**EXERCISE PASSAGE:**
Concentra gatecrashes Jounce and Redx’ merger party
Three weeks after Redx Pharma and Jounce Therapeutics announced a merger, their plans have been disrupted by an unsolicited offer for Jounce from little-known Concentra Biosciences.
Little is known about Concentra – its website consists of nothing but a contact form – but news of the bid sparked a 40% spike in Jounce’s shares to $1.49. Redx dipped fractionally on the news, but then shot up almost 25% after it issued a statement saying it still expected the all-stock merger to complete as planned in the second quarter.
Concentra is reported to be majority owned by San Diego-based life sciences investment fund Tang Capital Partners, and has offered Jounce investors $1.80 in cash per share for the company. Also sweetening the deal is a contingent value right (CVR) that would allow them to receive 80% of the net proceeds if Jounce is able to sell or license out its legacy drug programmes.
That includes two clinical-stage drugs, ILT4 inhibitor JTX-8064 and ICOS agonist vopratelimab, which Jounce has indicated would cost too much for it to take forward independently.

**MATERIAL SHOWN:**
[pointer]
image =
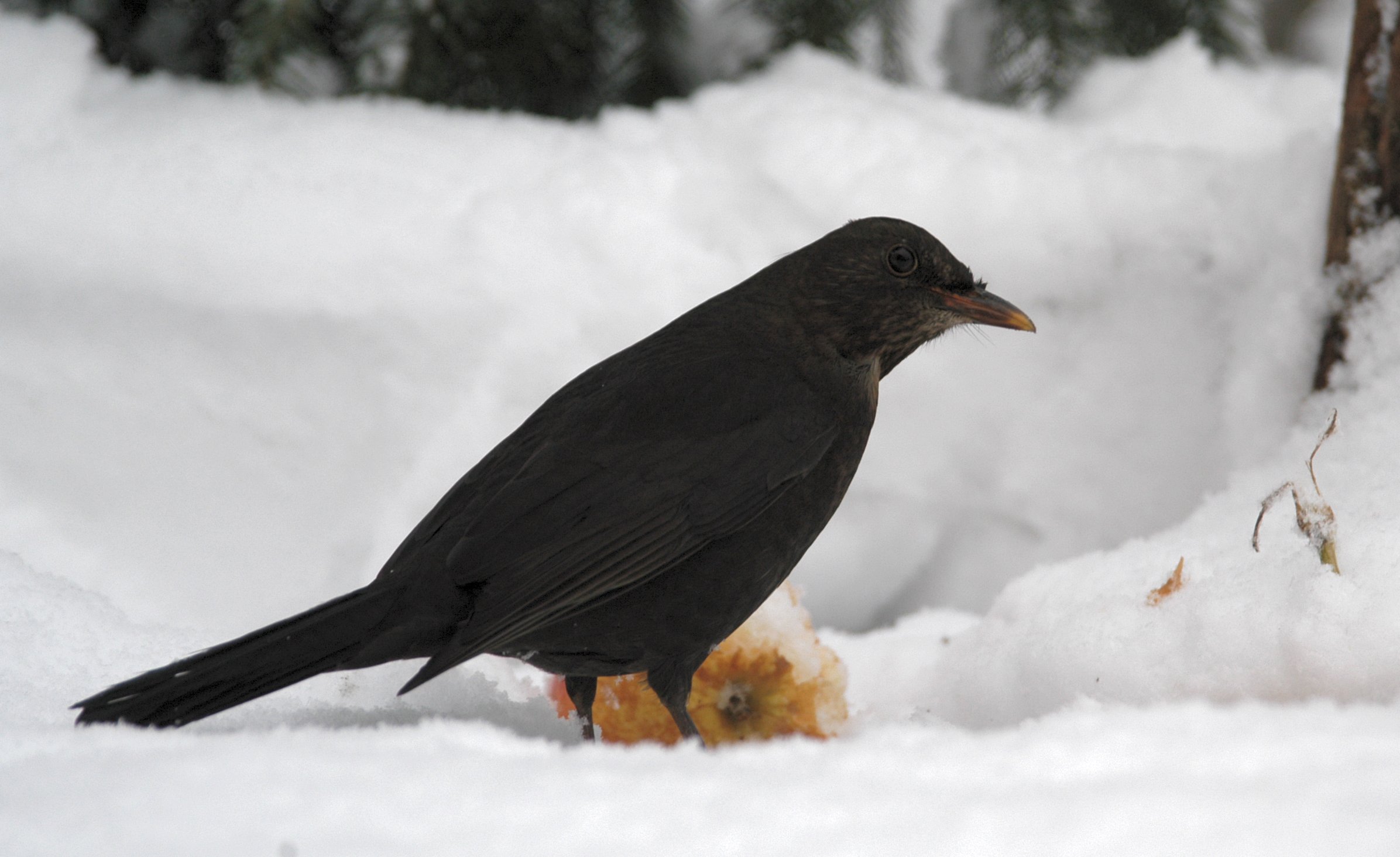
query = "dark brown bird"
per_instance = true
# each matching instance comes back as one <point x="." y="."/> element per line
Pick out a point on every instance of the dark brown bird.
<point x="646" y="510"/>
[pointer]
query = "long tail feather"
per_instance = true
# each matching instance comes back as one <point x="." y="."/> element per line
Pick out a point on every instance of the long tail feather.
<point x="282" y="654"/>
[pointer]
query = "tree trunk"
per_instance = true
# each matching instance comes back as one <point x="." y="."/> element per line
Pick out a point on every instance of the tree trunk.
<point x="1365" y="190"/>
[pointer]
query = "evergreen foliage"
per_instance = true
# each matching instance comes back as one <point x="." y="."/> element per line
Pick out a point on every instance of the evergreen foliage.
<point x="1039" y="48"/>
<point x="570" y="58"/>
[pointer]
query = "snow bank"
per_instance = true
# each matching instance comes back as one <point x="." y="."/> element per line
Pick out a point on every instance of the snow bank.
<point x="247" y="342"/>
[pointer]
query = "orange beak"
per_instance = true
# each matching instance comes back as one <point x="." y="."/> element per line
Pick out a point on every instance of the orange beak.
<point x="984" y="308"/>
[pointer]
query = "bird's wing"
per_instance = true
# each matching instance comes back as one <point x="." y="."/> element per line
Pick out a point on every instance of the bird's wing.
<point x="625" y="486"/>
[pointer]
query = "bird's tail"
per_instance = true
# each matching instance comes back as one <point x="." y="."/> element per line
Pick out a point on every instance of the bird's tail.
<point x="318" y="640"/>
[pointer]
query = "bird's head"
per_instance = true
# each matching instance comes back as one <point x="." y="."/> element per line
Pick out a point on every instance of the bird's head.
<point x="880" y="287"/>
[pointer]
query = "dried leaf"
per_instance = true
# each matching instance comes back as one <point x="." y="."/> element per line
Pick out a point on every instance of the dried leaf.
<point x="1172" y="584"/>
<point x="1313" y="515"/>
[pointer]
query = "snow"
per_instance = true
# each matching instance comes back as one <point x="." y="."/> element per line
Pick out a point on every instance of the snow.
<point x="245" y="342"/>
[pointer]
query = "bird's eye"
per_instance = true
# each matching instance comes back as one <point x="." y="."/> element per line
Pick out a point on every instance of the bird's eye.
<point x="902" y="261"/>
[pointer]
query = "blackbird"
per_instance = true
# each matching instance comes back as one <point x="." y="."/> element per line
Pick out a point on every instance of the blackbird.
<point x="646" y="510"/>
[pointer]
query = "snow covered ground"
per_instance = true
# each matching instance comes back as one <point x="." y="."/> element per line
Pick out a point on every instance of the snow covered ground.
<point x="245" y="342"/>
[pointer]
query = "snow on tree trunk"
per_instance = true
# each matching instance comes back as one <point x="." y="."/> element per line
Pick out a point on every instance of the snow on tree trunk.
<point x="1365" y="190"/>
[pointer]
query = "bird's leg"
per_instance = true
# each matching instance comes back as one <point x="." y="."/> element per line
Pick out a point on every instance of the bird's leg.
<point x="672" y="688"/>
<point x="581" y="691"/>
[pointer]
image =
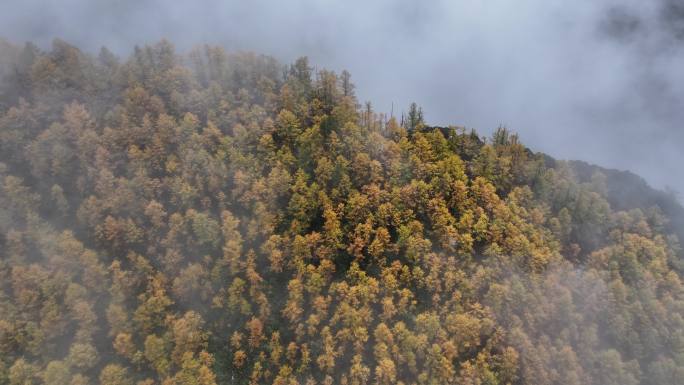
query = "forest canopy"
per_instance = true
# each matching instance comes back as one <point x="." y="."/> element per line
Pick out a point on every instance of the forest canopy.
<point x="221" y="218"/>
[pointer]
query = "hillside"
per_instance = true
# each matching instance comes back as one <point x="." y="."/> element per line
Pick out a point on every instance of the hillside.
<point x="215" y="218"/>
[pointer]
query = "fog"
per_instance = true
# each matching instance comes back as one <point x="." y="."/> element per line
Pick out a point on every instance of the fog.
<point x="597" y="80"/>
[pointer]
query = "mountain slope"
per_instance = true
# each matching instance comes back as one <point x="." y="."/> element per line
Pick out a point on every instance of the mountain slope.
<point x="220" y="218"/>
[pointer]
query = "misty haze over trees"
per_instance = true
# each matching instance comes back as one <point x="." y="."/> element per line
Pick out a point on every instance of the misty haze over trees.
<point x="220" y="218"/>
<point x="598" y="80"/>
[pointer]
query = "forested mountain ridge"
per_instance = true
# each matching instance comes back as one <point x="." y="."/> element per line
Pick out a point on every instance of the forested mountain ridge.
<point x="215" y="218"/>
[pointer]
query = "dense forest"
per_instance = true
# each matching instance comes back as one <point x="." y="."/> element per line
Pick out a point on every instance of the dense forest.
<point x="221" y="218"/>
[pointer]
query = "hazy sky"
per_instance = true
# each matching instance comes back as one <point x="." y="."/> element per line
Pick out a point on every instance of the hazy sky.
<point x="597" y="80"/>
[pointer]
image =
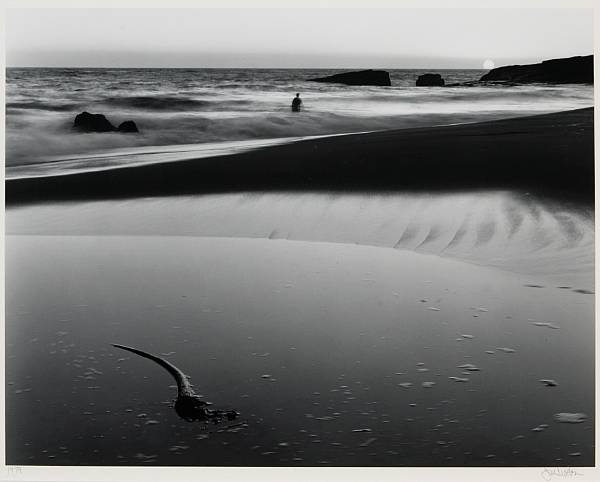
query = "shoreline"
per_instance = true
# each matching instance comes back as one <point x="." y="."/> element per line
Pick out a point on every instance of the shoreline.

**WHAT TO WORK ON:**
Rewrite the stretch of the Concentra bid article from "Concentra is reported" through "legacy drug programmes.", changing "majority owned" to "partly owned".

**EXERCISE RESPONSE:**
Concentra is reported to be partly owned by San Diego-based life sciences investment fund Tang Capital Partners, and has offered Jounce investors $1.80 in cash per share for the company. Also sweetening the deal is a contingent value right (CVR) that would allow them to receive 80% of the net proceeds if Jounce is able to sell or license out its legacy drug programmes.